→ **Exercise**:
Please write out all of the entries beneath this line exactly, skipping the pictures.

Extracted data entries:
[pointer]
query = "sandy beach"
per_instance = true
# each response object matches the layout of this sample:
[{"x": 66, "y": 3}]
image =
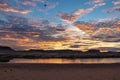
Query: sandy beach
[{"x": 59, "y": 72}]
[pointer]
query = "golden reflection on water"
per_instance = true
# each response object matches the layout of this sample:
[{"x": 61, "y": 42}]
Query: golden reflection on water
[{"x": 67, "y": 61}]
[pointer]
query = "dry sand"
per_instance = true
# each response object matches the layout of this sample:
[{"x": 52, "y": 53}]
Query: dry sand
[{"x": 59, "y": 72}]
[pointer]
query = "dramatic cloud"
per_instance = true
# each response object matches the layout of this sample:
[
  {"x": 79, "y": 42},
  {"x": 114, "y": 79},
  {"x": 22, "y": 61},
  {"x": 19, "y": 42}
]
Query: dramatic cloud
[
  {"x": 97, "y": 3},
  {"x": 115, "y": 8},
  {"x": 74, "y": 16}
]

→ **Finished exercise**:
[pointer]
query = "sandy beach"
per_instance = true
# each response object matches the layout of this sample:
[{"x": 66, "y": 3}]
image =
Query: sandy beach
[{"x": 59, "y": 72}]
[pointer]
query = "golden reflection on water"
per_instance = true
# each response object matches the layout of this sample:
[{"x": 61, "y": 42}]
Query: golden reflection on water
[{"x": 67, "y": 61}]
[pointer]
query = "dry sand"
per_instance = true
# each response object matches the layout of this sample:
[{"x": 52, "y": 53}]
Query: dry sand
[{"x": 59, "y": 72}]
[pointer]
query = "dramatic cloud"
per_instance = true
# each response object matches the layout of this sample:
[
  {"x": 79, "y": 42},
  {"x": 114, "y": 79},
  {"x": 22, "y": 61},
  {"x": 19, "y": 42}
]
Query: dramatic cloud
[
  {"x": 97, "y": 3},
  {"x": 115, "y": 8},
  {"x": 74, "y": 16}
]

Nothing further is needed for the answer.